--- DIRECTIVE ---
Convert every line of the material below into a JSON array of strings, one string per line, leaving out blank lines.

=-=-=

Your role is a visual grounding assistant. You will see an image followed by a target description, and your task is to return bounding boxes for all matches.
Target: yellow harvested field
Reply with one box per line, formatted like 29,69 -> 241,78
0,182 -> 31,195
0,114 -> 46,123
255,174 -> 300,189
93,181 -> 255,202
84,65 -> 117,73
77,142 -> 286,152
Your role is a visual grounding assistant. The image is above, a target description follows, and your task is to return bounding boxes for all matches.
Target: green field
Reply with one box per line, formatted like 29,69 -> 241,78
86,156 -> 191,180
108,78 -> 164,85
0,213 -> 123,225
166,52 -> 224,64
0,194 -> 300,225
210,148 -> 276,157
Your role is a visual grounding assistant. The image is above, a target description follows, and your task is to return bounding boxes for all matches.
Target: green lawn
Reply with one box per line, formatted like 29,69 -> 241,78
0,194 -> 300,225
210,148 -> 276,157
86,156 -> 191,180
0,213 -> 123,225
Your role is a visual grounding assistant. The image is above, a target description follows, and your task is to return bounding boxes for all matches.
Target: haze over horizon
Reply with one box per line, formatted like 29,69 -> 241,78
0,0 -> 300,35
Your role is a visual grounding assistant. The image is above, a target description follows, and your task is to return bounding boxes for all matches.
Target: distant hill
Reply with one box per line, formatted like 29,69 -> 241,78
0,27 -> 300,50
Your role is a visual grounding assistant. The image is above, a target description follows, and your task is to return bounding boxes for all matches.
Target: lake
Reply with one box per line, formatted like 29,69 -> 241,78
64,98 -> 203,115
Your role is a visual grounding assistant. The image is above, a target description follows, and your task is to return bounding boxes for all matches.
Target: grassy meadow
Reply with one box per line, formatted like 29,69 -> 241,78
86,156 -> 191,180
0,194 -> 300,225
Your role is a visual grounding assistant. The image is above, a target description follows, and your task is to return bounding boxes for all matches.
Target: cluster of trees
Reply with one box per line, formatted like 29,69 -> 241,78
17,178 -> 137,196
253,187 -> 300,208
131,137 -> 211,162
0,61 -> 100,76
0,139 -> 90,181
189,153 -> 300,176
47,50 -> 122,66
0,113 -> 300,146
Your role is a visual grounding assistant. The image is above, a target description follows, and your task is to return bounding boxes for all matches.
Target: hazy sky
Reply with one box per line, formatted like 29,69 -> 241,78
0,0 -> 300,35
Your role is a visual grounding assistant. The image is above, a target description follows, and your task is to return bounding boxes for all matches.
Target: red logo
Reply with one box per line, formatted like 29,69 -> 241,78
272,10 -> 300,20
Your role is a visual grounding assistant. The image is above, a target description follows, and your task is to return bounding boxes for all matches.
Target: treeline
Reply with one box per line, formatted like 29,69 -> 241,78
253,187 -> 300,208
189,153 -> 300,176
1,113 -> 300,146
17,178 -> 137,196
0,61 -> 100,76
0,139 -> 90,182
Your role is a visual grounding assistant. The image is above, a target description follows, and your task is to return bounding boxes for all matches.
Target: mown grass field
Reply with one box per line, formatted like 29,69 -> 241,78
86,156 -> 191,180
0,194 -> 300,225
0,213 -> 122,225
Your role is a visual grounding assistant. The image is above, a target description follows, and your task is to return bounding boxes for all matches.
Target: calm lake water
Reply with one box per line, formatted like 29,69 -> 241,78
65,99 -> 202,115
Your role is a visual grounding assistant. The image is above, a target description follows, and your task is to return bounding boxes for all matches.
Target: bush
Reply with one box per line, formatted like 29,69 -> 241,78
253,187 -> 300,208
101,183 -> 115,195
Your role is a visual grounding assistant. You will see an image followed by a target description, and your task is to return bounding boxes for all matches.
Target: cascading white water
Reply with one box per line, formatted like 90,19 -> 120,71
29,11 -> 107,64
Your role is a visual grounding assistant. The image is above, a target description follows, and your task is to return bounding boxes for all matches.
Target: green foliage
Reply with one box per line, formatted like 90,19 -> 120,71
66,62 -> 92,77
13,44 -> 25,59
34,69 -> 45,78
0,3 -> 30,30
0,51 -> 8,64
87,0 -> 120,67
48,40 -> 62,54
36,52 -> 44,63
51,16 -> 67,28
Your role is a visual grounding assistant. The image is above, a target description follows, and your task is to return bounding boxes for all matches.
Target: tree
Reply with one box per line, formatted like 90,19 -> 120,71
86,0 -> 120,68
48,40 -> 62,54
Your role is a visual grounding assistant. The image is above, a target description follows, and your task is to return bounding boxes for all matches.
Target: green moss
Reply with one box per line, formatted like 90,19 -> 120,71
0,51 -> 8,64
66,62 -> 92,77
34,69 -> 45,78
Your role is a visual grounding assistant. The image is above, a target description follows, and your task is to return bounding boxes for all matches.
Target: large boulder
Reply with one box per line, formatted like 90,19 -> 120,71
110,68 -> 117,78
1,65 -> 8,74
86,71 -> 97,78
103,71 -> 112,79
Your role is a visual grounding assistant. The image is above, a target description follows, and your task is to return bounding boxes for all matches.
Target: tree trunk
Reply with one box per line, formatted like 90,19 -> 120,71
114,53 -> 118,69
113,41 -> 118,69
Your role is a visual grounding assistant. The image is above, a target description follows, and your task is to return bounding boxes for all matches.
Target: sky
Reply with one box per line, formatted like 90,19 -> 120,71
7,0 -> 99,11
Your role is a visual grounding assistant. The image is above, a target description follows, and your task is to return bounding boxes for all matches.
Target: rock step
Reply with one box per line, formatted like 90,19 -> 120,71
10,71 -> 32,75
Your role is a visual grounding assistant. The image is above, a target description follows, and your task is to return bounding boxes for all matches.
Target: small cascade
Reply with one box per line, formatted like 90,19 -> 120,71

=-=-=

--- TASK ANSWER ---
[
  "Your role is a visual grounding assistant. You will see an image followed by a target description, and your task is to return bounding boxes for all matches.",
  "Target: yellow harvested field",
  "Reply with one box per line, formatted like 29,69 -> 241,78",
  "0,182 -> 31,195",
  "0,114 -> 46,123",
  "255,174 -> 300,189",
  "93,181 -> 255,202",
  "84,65 -> 117,73",
  "77,142 -> 286,152",
  "Your role is a visual grounding assistant. The image is above, a target description follows, and your task is to return bounding boxes for all matches.",
  "Target: green field",
  "Reply with one box per line, formatted like 29,69 -> 241,78",
  "86,156 -> 191,180",
  "108,78 -> 164,85",
  "0,213 -> 123,225",
  "166,52 -> 224,64",
  "0,194 -> 300,225",
  "210,148 -> 276,157",
  "Your role is a visual grounding assistant. The image is above, a target description follows, and your task is to return bounding boxes for all matches.",
  "Target: green lawn",
  "Reply with one box per line, formatted like 29,69 -> 241,78",
  "0,194 -> 300,225",
  "210,148 -> 276,157",
  "86,156 -> 191,180",
  "0,213 -> 123,225",
  "Your role is a visual grounding assistant. The image is above, a target description follows, and your task is to return bounding boxes for all matches.",
  "Target: haze over horizon",
  "Reply with one box per line, formatted like 29,69 -> 241,78",
  "0,0 -> 300,35",
  "Your role is a visual grounding assistant. The image is above, a target description follows, and your task is to return bounding boxes for all matches.",
  "Target: distant hill",
  "Reply with one box per line, formatted like 29,69 -> 241,78",
  "0,27 -> 300,50",
  "Your role is a visual grounding assistant. The image is above, a target description follows, and your task is to return bounding boxes for all matches.",
  "Target: lake",
  "Reply with one box per line, formatted like 29,69 -> 241,78",
  "64,98 -> 203,115",
  "Your role is a visual grounding assistant. The image is above, a target description follows, and your task is to return bounding boxes for all matches.",
  "Target: grassy meadow",
  "Reply with one box per line, formatted like 29,69 -> 241,78",
  "86,156 -> 191,180",
  "0,194 -> 300,225",
  "Your role is a visual grounding assistant. The image is above, a target description follows, and your task is to return bounding boxes for all matches.",
  "Target: cluster of trees",
  "Reply with one box per line, formatted like 29,69 -> 241,78",
  "17,178 -> 137,196",
  "253,187 -> 300,208",
  "131,137 -> 211,162",
  "0,61 -> 100,76",
  "0,139 -> 90,181",
  "189,153 -> 300,176",
  "47,50 -> 122,66",
  "0,113 -> 300,146",
  "Your role is a visual grounding assistant. The image is above, a target description follows, and your task is to return bounding boxes for all matches.",
  "Target: hazy sky",
  "Reply with one box per line, formatted like 29,69 -> 241,78",
  "0,0 -> 300,35",
  "Your role is a visual grounding assistant. The image is above, a target description follows, and your task is to return bounding boxes for all matches.",
  "Target: red logo",
  "Reply with one box per line, formatted like 29,69 -> 241,78",
  "272,10 -> 300,20",
  "Your role is a visual grounding assistant. The image is above, a target description follows, and your task is to return bounding boxes for all matches.",
  "Target: treeline",
  "Reply with one box per line, formatted like 29,69 -> 241,78",
  "253,187 -> 300,208",
  "189,153 -> 300,176",
  "1,113 -> 300,146",
  "17,178 -> 137,196",
  "0,61 -> 100,76",
  "0,139 -> 90,182",
  "Your role is a visual grounding assistant. The image is above, a target description follows, and your task is to return bounding boxes for all matches.",
  "Target: mown grass field",
  "Reply with one box per line, formatted like 29,69 -> 241,78",
  "86,156 -> 191,180",
  "0,194 -> 300,225",
  "0,213 -> 122,225",
  "Your role is a visual grounding assistant. The image is above, a target description follows, and your task is to return bounding boxes for all matches.",
  "Target: calm lake water",
  "Reply with one box per line, formatted like 29,69 -> 241,78",
  "65,99 -> 202,115",
  "Your role is a visual grounding assistant. The image is above, a target description follows, and your task is to return bounding boxes for all matches.",
  "Target: bush",
  "Reply with one box per line, formatted like 29,69 -> 241,78",
  "253,187 -> 300,208",
  "101,183 -> 115,195",
  "Your role is a visual grounding assistant. You will see an image followed by a target description, and your task is to return bounding boxes for all matches.",
  "Target: cascading white water",
  "Reply with one box per line, formatted like 90,19 -> 120,71",
  "29,11 -> 107,64",
  "Your role is a visual grounding assistant. The image is above, a target description follows, and your task is to return bounding boxes for all matches.",
  "Target: green foliage",
  "Reply with one box per line, formatted like 90,19 -> 120,71",
  "66,62 -> 92,77",
  "13,44 -> 25,59",
  "34,69 -> 45,78",
  "0,3 -> 30,30",
  "0,51 -> 8,64",
  "87,0 -> 120,67",
  "48,40 -> 62,54",
  "36,52 -> 44,63",
  "51,16 -> 67,28",
  "Your role is a visual grounding assistant. The image is above, a target description follows, and your task is to return bounding boxes for all matches.",
  "Target: tree",
  "Reply with one box per line, formatted like 90,19 -> 120,71",
  "86,0 -> 120,68",
  "48,40 -> 62,54",
  "Your role is a visual grounding assistant. The image is above, a target description follows, and your task is to return bounding boxes for all matches.",
  "Target: green moss",
  "Reply with one box per line, formatted like 90,19 -> 120,71",
  "0,51 -> 8,64",
  "66,62 -> 92,77",
  "34,69 -> 45,78",
  "Your role is a visual grounding assistant. The image is above, a target description follows, and your task is to return bounding boxes for all matches.",
  "Target: large boulder",
  "Reply with one box per line, formatted like 90,19 -> 120,71",
  "110,68 -> 117,78",
  "1,65 -> 8,74",
  "86,71 -> 97,78",
  "103,71 -> 112,79",
  "Your role is a visual grounding assistant. The image is above, a target description follows, and your task is to return bounding boxes for all matches.",
  "Target: tree trunk",
  "Reply with one box per line, formatted like 90,19 -> 120,71",
  "114,53 -> 118,69",
  "113,41 -> 118,69",
  "Your role is a visual grounding assistant. The image is above, a target description follows, and your task is to return bounding boxes for all matches.",
  "Target: sky",
  "Reply with one box per line, formatted like 90,19 -> 120,71",
  "7,0 -> 99,11",
  "Your role is a visual grounding assistant. The image is above, a target description follows, and your task is to return bounding boxes for all matches.",
  "Target: rock step",
  "Reply with one box per line, formatted like 90,19 -> 120,71",
  "10,71 -> 32,75",
  "Your role is a visual grounding assistant. The image is above, a target description follows, and your task is to return bounding boxes for all matches.",
  "Target: small cascade",
  "Reply with one box per line, formatted like 90,19 -> 120,71"
]